What to do
a) Repeat word for word the part of the maritime bill summary starting with "Commercial vessel operators" and going on through "for affected operators.".
b) According to the maritime bill summary, up to how many maritime tracts receive the targeted Opportunity Zone-like incentives?

Excerpt to read

— begin —

The bill channels sizable federal tax incentives and targeted exclusions to strengthen U.S. shipbuilding, port investment, and maritime readiness—supporting jobs and national security—but does so at the cost of reduced federal revenue, new compliance complexity, concentrated geographic benefits, and potential higher shipping or equipment costs for some users.
Owners and builders of U.S. vessels and shipyards receive large, refundable/transferable tax credits and direct-payment options that substantially lower the after‑tax cost of constructing, repowering, or investing in U.S. shipyards—supporting jobs and domestic industrial capacity.
Commercial vessel operators engaged in U.S. Atlantic or Pacific trade will pay lower federal fuel excise taxes for qualifying diesel beginning in 2026, reducing operating costs for affected operators.
Targeted Opportunity Zone-like incentives for up to 100 maritime tracts create time-limited tax benefits that encourage private investment in ports, shipyards, and related infrastructure, likely expanding local jobs in maritime and construction sectors.
Federal revenues will fall materially because multiple provisions (refundable/transferable shipbuilding credits, fuel excise reductions, Opportunity Zone benefits, and income exclusions) reduce taxable receipts, potentially increasing deficits or crowding out other spending priorities.

— end —

Rows
— begin —

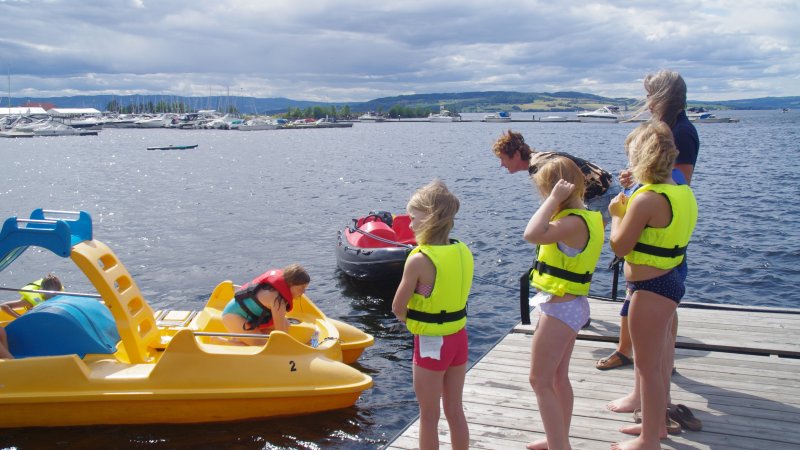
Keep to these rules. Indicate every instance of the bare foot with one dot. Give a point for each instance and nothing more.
(635, 444)
(541, 444)
(624, 404)
(636, 430)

— end —

Task-by-task outputs
a)
Commercial vessel operators engaged in U.S. Atlantic or Pacific trade will pay lower federal fuel excise taxes for qualifying diesel beginning in 2026, reducing operating costs for affected operators.

b) Up to 100 maritime tracts.